# Your task
Turn each line of the items below into a row of a Markdown table with the columns "Row" and "Line", numbering the rows and skipping blank lines. Keep the pictures out of the answer.

# Input records
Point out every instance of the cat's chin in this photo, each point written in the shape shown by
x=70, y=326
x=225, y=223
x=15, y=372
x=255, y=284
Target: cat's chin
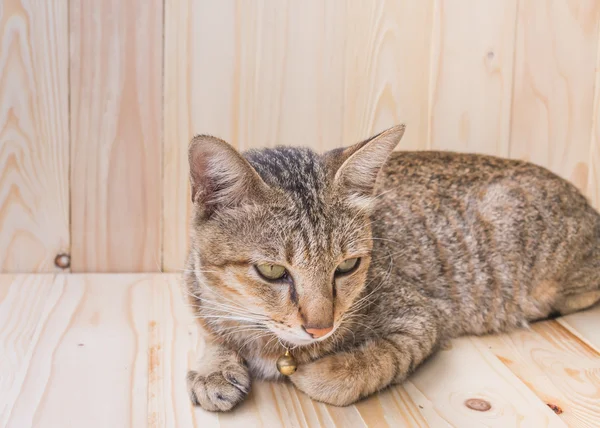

# Complete response
| Row | Line |
|---|---|
| 1 | Point out every instance of the cat's chin in this photo, each point written in the shape shown by |
| 2 | x=70, y=326 |
| 3 | x=225, y=223 |
| 4 | x=15, y=372 |
| 5 | x=255, y=284 |
| 6 | Target: cat's chin |